Render every line of the entries below as a Markdown table with the columns "Row" and "Entry line," numbering each row and omitting blank lines. Exclude the pictures from the table.

## TASK INPUT:
┏━━
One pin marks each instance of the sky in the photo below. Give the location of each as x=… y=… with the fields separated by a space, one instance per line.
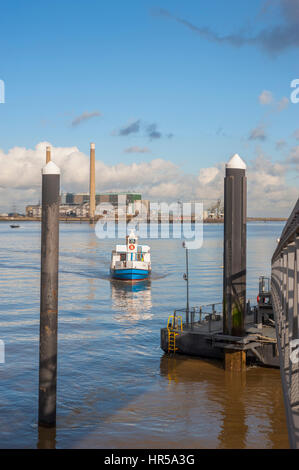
x=168 y=91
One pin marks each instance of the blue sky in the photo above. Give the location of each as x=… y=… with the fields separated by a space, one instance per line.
x=124 y=62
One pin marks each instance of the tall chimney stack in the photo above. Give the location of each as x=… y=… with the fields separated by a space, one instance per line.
x=234 y=275
x=92 y=195
x=48 y=154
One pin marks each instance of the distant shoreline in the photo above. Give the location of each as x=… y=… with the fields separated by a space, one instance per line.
x=86 y=219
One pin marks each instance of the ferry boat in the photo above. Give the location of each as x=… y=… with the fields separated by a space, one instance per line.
x=131 y=262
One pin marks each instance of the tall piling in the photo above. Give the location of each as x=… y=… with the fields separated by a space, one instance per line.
x=48 y=154
x=92 y=195
x=49 y=295
x=234 y=275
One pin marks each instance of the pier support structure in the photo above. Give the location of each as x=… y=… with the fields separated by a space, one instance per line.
x=49 y=295
x=92 y=196
x=48 y=154
x=234 y=274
┗━━
## TASK ANSWER:
| Row | Entry line |
|---|---|
| 1 | One pin marks each instance of the sky in the photo below. Give the location of each as x=… y=… with the fields separated by a space, one instance per line. |
| 2 | x=168 y=91 |
| 3 | One pin marks each instance of the blue sky in the photo above. Give the location of each as x=… y=… with the fields separated by a space, one instance per line. |
| 4 | x=124 y=62 |
| 5 | One pin marks each instance of the tall chimney stack in the photo above. Give the location of each as x=… y=… with the fields separated by a space, one instance per line. |
| 6 | x=234 y=275 |
| 7 | x=92 y=195 |
| 8 | x=48 y=154 |
| 9 | One pin marks each instance of the distant shoreline in the photo above. Give the location of each as x=… y=… with the fields separated by a space, one instance per line. |
| 10 | x=86 y=219 |
| 11 | One pin marks each instance of the ferry boat in the photo above. Give the location of each as x=… y=… with the fields separated by a space, one instance per line. |
| 12 | x=131 y=262 |
| 13 | One pin marks each instance of the tall piling in the photo above. Give the location of each as x=… y=… with the fields separated by a space, one instance per line. |
| 14 | x=48 y=154 |
| 15 | x=92 y=195 |
| 16 | x=49 y=295 |
| 17 | x=234 y=275 |
| 18 | One pin marks each instance of the pier support structure in the photo above. Give the location of each as x=… y=… with the fields separated by a space, one instance per line. |
| 19 | x=49 y=295 |
| 20 | x=92 y=196 |
| 21 | x=48 y=154 |
| 22 | x=234 y=274 |